● **WHAT YOU SHOULD DO**: Copy the lines word for word, starting at the line that contains "TARGET: dragonfly compound eye" and ending at the last line of the rows, both included.
^^^^^^^^^^^^^^^^
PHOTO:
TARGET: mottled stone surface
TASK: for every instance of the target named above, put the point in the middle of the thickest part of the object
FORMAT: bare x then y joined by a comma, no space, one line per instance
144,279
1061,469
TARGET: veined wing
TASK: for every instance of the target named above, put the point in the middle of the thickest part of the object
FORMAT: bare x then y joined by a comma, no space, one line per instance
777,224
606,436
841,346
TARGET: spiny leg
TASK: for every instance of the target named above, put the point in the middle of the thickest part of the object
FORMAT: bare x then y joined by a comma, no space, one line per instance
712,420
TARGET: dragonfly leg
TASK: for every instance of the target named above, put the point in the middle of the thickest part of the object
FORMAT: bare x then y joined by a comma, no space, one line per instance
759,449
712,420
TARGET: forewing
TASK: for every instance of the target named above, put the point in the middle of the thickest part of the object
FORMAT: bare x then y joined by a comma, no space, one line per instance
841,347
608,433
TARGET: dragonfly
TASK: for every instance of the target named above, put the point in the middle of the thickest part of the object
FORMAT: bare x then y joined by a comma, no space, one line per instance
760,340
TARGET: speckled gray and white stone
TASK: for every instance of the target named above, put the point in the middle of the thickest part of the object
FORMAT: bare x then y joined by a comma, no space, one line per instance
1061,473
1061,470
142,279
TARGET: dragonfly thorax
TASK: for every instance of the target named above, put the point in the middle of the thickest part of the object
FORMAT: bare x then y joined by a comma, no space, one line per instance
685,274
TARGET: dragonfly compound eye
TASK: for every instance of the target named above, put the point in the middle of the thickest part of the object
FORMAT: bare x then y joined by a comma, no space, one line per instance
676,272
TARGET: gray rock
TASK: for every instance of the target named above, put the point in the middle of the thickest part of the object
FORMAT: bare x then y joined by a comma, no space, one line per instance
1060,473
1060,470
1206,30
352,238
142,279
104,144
^^^^^^^^^^^^^^^^
● **PROBLEM SOLUTION**:
TARGET: dragonfly compound eye
TASK: for every instance of the target named above, put the point in the middle of the thickest part of the object
FORMAT: bare x then y joined by a comma, no space, one line per instance
676,272
TARGET: gray rock
TASK: for every instance of the target named above, put the point in the middle of the thickest part of the object
FORMAT: bare x then y joined by a comma, no space, one line per instance
1060,473
1060,470
1206,30
352,238
142,279
104,144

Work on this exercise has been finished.